How would you put this sentence from the press release on the Employment Rights Bill into Spanish: "Germany bans civil servants, university staff and many teachers from striking, while the US prohibits all federal employees from taking industrial action."?

-- START OF SELECTED EXTRACT --

Liberating the Labour Market
Employment Rights Bill a stealth tax on workers, warns new IEA report
By Len Shackleton
Mandated employment benefits function as a ‘stealth payroll tax’ that ultimately reduce workers’ wages, not employers’ profits
£5bn cost of new mandates in the Employment Rights Bill will be passed on to employees through smaller pay rises over time
New union powers could revive 1970s-style militancy, and the whole package will reduce economic growth
The Employment Rights Bill returning to parliament today (Monday 14th July) will impose a £5 billion stealth tax on British workers, according to a new report published by the Institute of Economic Affairs. The analysis warns that employment mandates, sold as helping workers, really function like hidden taxes that reduce their wages over time.
Professor J.R. Shackleton, the report’s author, argues that politicians exploit public misunderstanding about who really pays for employment rights. They often only benefit certain groups, but the costs are passed back to all employees through lower wage increases than they would otherwise receive.
The Employment Rights Bill’s measures – including day-one unfair dismissal rights, restrictions on zero-hours contracts, and enhanced union powers – will also make employers more risk-averse in hiring decisions. This will put a brake on the growth the government seeks to achieve.
The report, Liberating the Labour Market, reveals how Britain’s labour market freedom score has already plummeted from 81% on the Heritage Foundation’s Economic Freedom Index 20 years ago to just 63% today, undermining what was previously a key competitive advantage for the UK economy.
In addition, Shackleton warns that new union powers could trigger a return to 1970s-style industrial militancy, allowing unions to “put the public through the wringer” and “extort more pay from the government – which means, of course, the taxpayer.” The Bill makes strike ballots easier to organise and extends strike mandates to a full year without re-voting.
To prevent this scenario, the report suggests Britain could eventually have to follow international examples by banning strikes in essential services. Germany bans civil servants, university staff and many teachers from striking, while the US prohibits all federal employees from taking industrial action.

-- END OF SELECTED EXTRACT --
-- START OF SUPPLIED MATERIAL --

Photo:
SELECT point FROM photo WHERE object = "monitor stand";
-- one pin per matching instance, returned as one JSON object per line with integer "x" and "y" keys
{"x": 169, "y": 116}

-- END OF SUPPLIED MATERIAL --

[RESPONSE FOR THIS EXERCISE]: Alemania prohíbe la huelga a los funcionarios, al personal universitario y a muchos docentes, mientras que Estados Unidos prohíbe a todos los empleados federales emprender acciones de conflicto laboral.